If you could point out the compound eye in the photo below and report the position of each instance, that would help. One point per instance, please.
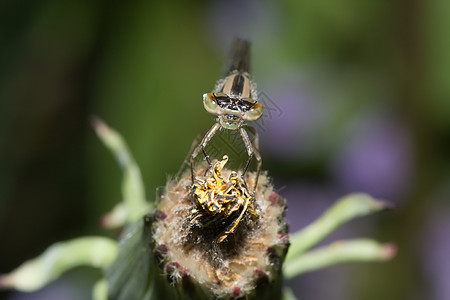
(210, 103)
(255, 112)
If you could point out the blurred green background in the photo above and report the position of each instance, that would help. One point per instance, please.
(357, 97)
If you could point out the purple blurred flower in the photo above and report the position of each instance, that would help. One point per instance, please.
(376, 159)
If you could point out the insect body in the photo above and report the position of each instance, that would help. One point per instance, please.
(233, 101)
(222, 199)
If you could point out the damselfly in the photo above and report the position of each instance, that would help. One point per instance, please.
(234, 101)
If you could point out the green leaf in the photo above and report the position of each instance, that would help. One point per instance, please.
(100, 290)
(288, 294)
(345, 209)
(134, 204)
(87, 251)
(339, 252)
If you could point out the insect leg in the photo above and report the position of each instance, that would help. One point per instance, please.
(194, 144)
(202, 146)
(251, 150)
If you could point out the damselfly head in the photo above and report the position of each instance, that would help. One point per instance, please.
(234, 101)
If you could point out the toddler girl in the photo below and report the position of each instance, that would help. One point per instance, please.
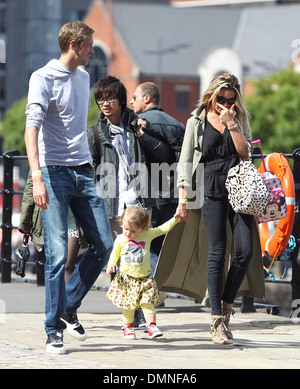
(133, 286)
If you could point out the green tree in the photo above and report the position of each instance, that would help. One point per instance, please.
(13, 126)
(275, 111)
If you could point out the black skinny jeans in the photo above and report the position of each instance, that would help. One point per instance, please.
(215, 212)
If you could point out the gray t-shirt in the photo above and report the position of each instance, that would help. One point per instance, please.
(58, 104)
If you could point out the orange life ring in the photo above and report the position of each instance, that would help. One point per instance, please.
(272, 246)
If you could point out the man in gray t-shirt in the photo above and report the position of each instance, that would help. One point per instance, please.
(62, 176)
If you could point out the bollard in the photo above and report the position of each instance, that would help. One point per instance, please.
(6, 225)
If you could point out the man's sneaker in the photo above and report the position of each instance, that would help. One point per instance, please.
(153, 331)
(54, 344)
(128, 332)
(74, 328)
(139, 319)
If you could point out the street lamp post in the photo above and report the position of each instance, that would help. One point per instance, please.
(160, 52)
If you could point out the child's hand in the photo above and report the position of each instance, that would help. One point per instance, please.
(110, 269)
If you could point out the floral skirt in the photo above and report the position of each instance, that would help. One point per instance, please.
(130, 292)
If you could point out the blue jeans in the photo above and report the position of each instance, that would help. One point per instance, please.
(72, 187)
(215, 213)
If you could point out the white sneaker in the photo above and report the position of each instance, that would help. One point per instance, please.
(154, 331)
(54, 344)
(128, 332)
(74, 328)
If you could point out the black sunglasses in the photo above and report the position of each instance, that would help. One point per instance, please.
(222, 100)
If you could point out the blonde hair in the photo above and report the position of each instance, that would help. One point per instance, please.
(230, 82)
(137, 216)
(75, 30)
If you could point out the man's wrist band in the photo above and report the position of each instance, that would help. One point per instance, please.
(232, 127)
(183, 201)
(36, 173)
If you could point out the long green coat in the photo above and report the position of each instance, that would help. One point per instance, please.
(181, 267)
(182, 263)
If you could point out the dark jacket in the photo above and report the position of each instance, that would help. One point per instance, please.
(163, 126)
(106, 160)
(31, 217)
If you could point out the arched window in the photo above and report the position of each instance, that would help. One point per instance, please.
(97, 66)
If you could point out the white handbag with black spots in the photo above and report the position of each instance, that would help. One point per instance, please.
(247, 192)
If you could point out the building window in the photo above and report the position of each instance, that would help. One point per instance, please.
(97, 66)
(182, 98)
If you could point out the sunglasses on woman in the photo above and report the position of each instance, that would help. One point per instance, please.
(222, 100)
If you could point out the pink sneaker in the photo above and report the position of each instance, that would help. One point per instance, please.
(153, 331)
(128, 332)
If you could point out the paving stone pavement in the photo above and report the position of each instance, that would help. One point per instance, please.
(261, 341)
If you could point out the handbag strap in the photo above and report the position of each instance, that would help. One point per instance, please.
(261, 153)
(97, 141)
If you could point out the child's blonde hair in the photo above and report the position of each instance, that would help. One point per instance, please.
(137, 216)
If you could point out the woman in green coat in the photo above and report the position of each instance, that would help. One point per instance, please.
(216, 138)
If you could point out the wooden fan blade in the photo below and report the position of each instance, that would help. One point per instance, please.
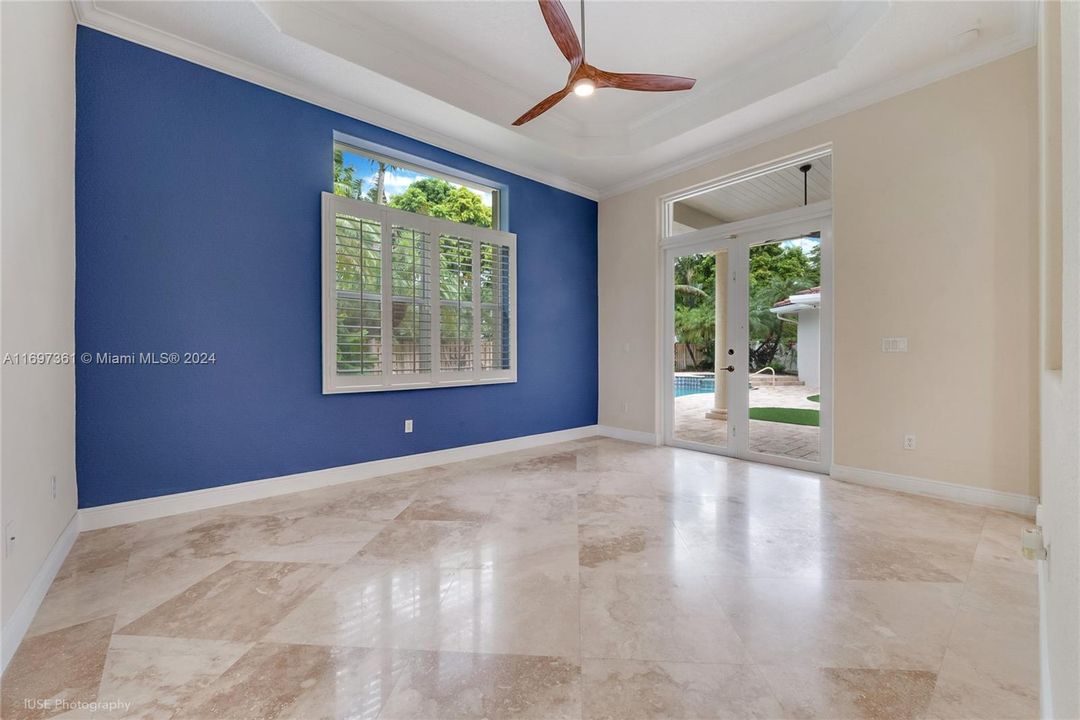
(542, 106)
(562, 30)
(643, 81)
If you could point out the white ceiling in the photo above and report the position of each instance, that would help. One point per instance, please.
(456, 72)
(771, 192)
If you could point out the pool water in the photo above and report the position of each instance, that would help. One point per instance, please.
(690, 384)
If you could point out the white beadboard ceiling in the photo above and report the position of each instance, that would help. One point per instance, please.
(456, 72)
(779, 190)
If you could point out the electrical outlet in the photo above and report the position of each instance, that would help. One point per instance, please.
(894, 344)
(9, 539)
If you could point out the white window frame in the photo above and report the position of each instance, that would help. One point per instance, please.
(387, 217)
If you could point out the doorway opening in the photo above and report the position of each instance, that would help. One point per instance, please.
(747, 308)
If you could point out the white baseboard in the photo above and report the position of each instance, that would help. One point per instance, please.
(629, 435)
(15, 628)
(1011, 502)
(105, 516)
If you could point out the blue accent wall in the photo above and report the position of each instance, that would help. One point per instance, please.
(198, 229)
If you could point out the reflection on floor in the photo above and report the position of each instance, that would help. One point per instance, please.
(594, 579)
(778, 438)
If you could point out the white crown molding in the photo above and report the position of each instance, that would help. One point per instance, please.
(1011, 502)
(92, 16)
(1008, 45)
(19, 622)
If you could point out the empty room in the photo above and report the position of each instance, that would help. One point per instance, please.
(540, 358)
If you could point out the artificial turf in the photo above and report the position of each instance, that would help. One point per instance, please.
(790, 416)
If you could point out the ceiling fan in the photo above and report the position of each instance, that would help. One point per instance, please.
(584, 78)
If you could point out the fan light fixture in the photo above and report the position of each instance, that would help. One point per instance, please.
(584, 87)
(585, 79)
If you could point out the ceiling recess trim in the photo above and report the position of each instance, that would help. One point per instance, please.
(86, 13)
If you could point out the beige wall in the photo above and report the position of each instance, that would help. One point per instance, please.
(37, 285)
(935, 236)
(1060, 380)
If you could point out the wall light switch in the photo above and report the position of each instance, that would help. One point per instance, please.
(894, 344)
(9, 539)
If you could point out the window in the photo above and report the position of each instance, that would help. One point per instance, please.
(381, 179)
(414, 301)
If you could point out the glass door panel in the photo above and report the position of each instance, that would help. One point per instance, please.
(783, 354)
(701, 351)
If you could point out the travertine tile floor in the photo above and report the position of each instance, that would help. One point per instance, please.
(595, 579)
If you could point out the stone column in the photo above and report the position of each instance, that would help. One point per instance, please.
(721, 360)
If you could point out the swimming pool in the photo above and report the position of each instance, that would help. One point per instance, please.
(693, 384)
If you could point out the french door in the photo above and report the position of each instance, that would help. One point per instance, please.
(750, 317)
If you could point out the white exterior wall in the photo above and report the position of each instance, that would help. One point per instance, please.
(809, 348)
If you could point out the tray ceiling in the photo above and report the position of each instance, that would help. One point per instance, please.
(457, 72)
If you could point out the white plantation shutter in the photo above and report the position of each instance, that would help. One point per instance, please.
(494, 307)
(413, 301)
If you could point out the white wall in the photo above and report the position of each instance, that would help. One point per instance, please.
(1060, 360)
(935, 229)
(37, 285)
(809, 348)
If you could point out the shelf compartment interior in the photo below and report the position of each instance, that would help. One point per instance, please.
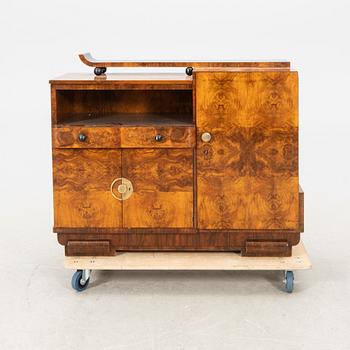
(124, 107)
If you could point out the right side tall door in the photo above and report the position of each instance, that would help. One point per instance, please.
(247, 150)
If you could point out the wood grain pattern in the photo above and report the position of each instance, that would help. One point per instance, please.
(86, 248)
(163, 188)
(267, 248)
(122, 81)
(189, 261)
(172, 137)
(248, 174)
(87, 59)
(170, 241)
(76, 105)
(82, 178)
(301, 209)
(99, 137)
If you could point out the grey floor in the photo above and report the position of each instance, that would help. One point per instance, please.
(170, 310)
========
* Your instructions
Images in the records should not be copied. Repeat all the rest exactly.

* Answer to this problem
If you could point out the compound eye in the photo below and report the position of each instance, that would help. One point per instance, please.
(210, 103)
(255, 112)
If you could point out the blurred green background in the photo above and report the position of each instance, that would help. One point per instance, please.
(357, 97)
If you could point out the purple blurred flower in the photo above and report the position of each instance, that would help. One point per instance, please.
(376, 159)
If you could point out the insect body in the photo above and report the position of each instance, that would help. One point per instance, please.
(233, 101)
(222, 199)
If you could point out the damselfly in the photo above and report the position of each instance, that would help. One point per instance, please.
(234, 101)
If you could point out the green leaf in the photo above and report the position of each instance, that would help. One point per instance, please.
(100, 290)
(288, 294)
(345, 209)
(134, 204)
(87, 251)
(339, 252)
If you could point out the insect leg in the photo above and report the position of each instance, that would help. One point per instance, please.
(194, 144)
(202, 146)
(251, 150)
If you could point out the damselfly head in the photo above and report the position of each instance, that would help. One point per instance, please.
(234, 101)
If you could point out the toddler girl in the photo below and report the position of each instance, that would help. One point per instance, please.
(133, 286)
If you could point out the green tree in the photo above and report the position of each instance, that would help. One point per instance, please.
(13, 126)
(275, 111)
If you could point out the black skinny jeans in the photo above and report the position of each instance, that would help. One point per instance, please.
(215, 212)
If you could point out the gray t-shirt in the photo above and report the position of each instance, that would help. One point per instance, please.
(58, 104)
If you could point out the orange life ring in the photo above and report the position of each instance, that would help. One point per instance, please.
(272, 246)
If you could point out the man in gray t-shirt in the photo above and report the position of each instance, that would help. One point per instance, please.
(62, 176)
If you could point out the bollard in the photo above and report the position of each instance, that would help. One point per instance, please.
(6, 225)
If you could point out the man's sneaker in the photo above and report the position of each instance, that would help. One point per instance, please.
(153, 331)
(54, 344)
(128, 332)
(74, 328)
(139, 319)
If you could point out the street lamp post in the photo above and report the position of each instance, that would help. One point per instance, please.
(160, 52)
If you could point out the child's hand in the photo above and report the position of each instance, that would help. One point per instance, please.
(110, 269)
If you could point out the floral skirt in the photo above and report the position of each instance, that would help. One point per instance, please.
(130, 292)
If you could point out the blue jeans in the photo above and report the position of each instance, that would help. One point per instance, please.
(72, 187)
(215, 213)
If you could point out the white sneaker in the photo above and report the position of each instance, that would help. One point per instance, please.
(154, 331)
(54, 344)
(128, 332)
(74, 328)
If you could point out the black sunglasses in the photo above and report the position of each instance, that would help. One point per instance, please.
(222, 100)
If you could point out the blonde hair in the photo above and report the position of each instance, that would help. One point per instance, please.
(230, 82)
(137, 216)
(75, 30)
If you could point out the man's wrist band in the photo above and report the position of each instance, that would help. One point per instance, please.
(232, 127)
(183, 201)
(36, 173)
If you could point out the long green coat in the photo above and report the position of each instance, that would help. One point per instance, please.
(181, 267)
(182, 263)
If you could point out the dark jacket in the photo above and report the position of each instance, that would help. One point per instance, please.
(163, 126)
(106, 160)
(31, 217)
If you could point out the arched window in the photo above and report the position of each instance, that would help. One point per instance, please.
(97, 66)
If you could point out the white handbag with black spots in the photo above and report the position of each instance, that would help. One point per instance, please.
(247, 192)
If you could point out the building window in the photo above and report the position of each instance, that would help. One point per instance, please.
(97, 66)
(182, 98)
If you could point out the sunglasses on woman in the photo above and report the position of each instance, that would help. One point per instance, please.
(222, 100)
If you could point out the pink sneaker in the photo above and report the position of each instance, that would help. One point per instance, please.
(153, 331)
(128, 332)
If you could point out the paving stone pavement in the photo above and report the position of each instance, that would help. One point per instance, please.
(261, 341)
If you could point out the handbag strap in the photo above and report the position of each instance, that would help. One point per instance, please.
(261, 153)
(97, 141)
If you could point out the child's blonde hair in the photo above and report the position of each instance, that would help. One point per instance, please.
(137, 216)
If you could point out the woman in green coat in the photo above and report the position of each instance, that would help. One point per instance, please.
(216, 138)
If you could point out the wooden fan blade in the photo below and report the position of each instance, that would help. One point per instance, please.
(542, 106)
(562, 30)
(643, 81)
If you could point out the white ceiling in the photo above and report the position of each instance, that would help. One point per instance, please.
(456, 72)
(771, 192)
If you could point out the pool water in the photo above and report the position of each instance, that would help. One point per instance, please.
(690, 384)
If you could point out the white beadboard ceiling in the photo above and report the position of each instance, that would help. One point per instance, please.
(456, 72)
(779, 190)
If you could point out the electrical outlet in the photo above and report the position of each instance, that would help. One point per instance, please.
(894, 344)
(9, 539)
If you could point out the white window frame in the photo above and report the position of each instance, that would help. One point per instance, please.
(387, 217)
If you could point out the doorway opening in the photo above and report the position of each instance, that would help. One point per instance, please.
(747, 308)
If you could point out the white baseboard in the photo above and report the position of each instance, that would help. One point per instance, please.
(629, 435)
(15, 628)
(1011, 502)
(105, 516)
If you could point out the blue accent wall in the photo above and report the position of each instance, that would help. One point per instance, please.
(198, 229)
If you could point out the reflection on floor in the photo above and report the position of each instance, that would help. One point per instance, please.
(594, 579)
(778, 438)
If you could point out the white crown molding in the photo above and report the position of each instance, that would help. One point per instance, please.
(1011, 502)
(92, 16)
(1008, 45)
(19, 622)
If you could point out the empty room in the photo above and report the position of each instance, that would help. One point per instance, please.
(540, 358)
If you could point out the artificial turf in the photo above and report the position of each instance, that would help. One point per instance, please.
(790, 416)
If you could point out the ceiling fan in the photo above and report the position of each instance, that would help. One point per instance, please.
(584, 78)
If you could point out the fan light fixture in the photo above and report the position of each instance, that would help. One point per instance, please.
(584, 87)
(585, 79)
If you could point out the ceiling recess trim in the photo above and report the position of each instance, that would help. One point per instance, please.
(86, 13)
If you could point out the beige wall in the photo above and report the position of each instance, that would help. One point per instance, please.
(37, 285)
(935, 236)
(1060, 380)
If you could point out the wall light switch in the photo above and report the position of each instance, that would help. One point per instance, please.
(894, 344)
(9, 539)
If you could point out the window in the photo above and report the position of each instance, that would help. One point per instance, please.
(381, 179)
(414, 301)
If you could point out the glass door panel in the photo above and report the position of each instance, that would help. One point per instance, please.
(783, 354)
(701, 351)
If you could point out the travertine tile floor in the photo above and report the position of each instance, that would help. One point per instance, please.
(595, 579)
If you could point out the stone column in the photo above and report the position of each instance, that would help. One point per instance, please.
(721, 360)
If you could point out the swimming pool in the photo above and report the position of each instance, that would help. One point per instance, please.
(693, 384)
If you could point out the french door in the photo above and report the position of each instance, that would help. One point per instance, please.
(750, 317)
If you could point out the white exterior wall in the photo above and report the position of each instance, that would help. One point per instance, please.
(809, 348)
If you could point out the tray ceiling in the photo above and report the position of each instance, that would help. One point per instance, please.
(457, 72)
If you could point out the white plantation shutter in the photo above and report the position of each instance, that would help. One point per instance, please.
(494, 307)
(413, 301)
If you could point out the white wall in the photo above and report the position of each instance, that would help. One point per instance, please.
(1060, 360)
(935, 229)
(37, 285)
(809, 348)
If you could point out the shelf compartment interior in the photo below and report the position of each instance, that would help. One point per instance, please.
(124, 107)
If you could point out the right side tall door in the photo above and report the position of each instance, that would help. One point per instance, please.
(247, 150)
If you could point out the wood grain pattern in the photo above and report the position of each instance, that would help. One point per instance, please.
(86, 248)
(163, 188)
(267, 248)
(122, 81)
(189, 261)
(172, 137)
(248, 174)
(87, 59)
(170, 241)
(76, 105)
(82, 178)
(301, 209)
(99, 137)
If you could point out the grey floor in the photo above and report the position of each instance, that would help. One point per instance, please.
(170, 310)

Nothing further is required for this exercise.